### Exercise instructions
List every line in the items below that contains the string "return", matching case exactly.

----- Entries provided

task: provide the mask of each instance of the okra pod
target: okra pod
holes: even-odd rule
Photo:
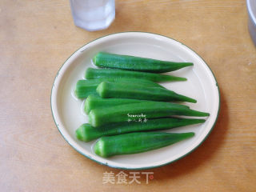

----------
----- Entries provided

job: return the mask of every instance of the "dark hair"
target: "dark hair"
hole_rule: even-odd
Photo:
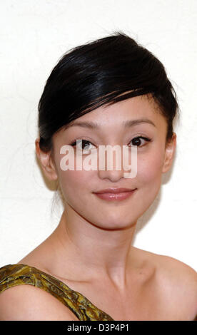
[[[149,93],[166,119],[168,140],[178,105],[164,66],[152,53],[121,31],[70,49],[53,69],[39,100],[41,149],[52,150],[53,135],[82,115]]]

----------
----- Entries provided

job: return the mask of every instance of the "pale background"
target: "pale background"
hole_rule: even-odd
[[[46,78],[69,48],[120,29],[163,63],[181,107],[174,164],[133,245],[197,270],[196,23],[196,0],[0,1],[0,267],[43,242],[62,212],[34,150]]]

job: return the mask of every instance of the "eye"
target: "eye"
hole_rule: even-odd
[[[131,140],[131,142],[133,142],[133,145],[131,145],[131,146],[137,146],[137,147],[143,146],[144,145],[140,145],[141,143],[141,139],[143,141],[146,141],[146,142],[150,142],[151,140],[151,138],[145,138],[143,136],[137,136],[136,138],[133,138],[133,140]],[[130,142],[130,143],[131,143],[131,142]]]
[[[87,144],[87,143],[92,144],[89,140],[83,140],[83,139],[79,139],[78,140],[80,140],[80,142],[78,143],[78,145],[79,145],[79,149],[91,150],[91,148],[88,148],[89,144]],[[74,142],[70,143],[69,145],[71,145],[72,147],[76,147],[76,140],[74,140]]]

----------

### Written reply
job: return the mask of every instance of the "dark hair"
job: return the mask of every instance of the "pale background"
job: return the mask of every instance of the "eye"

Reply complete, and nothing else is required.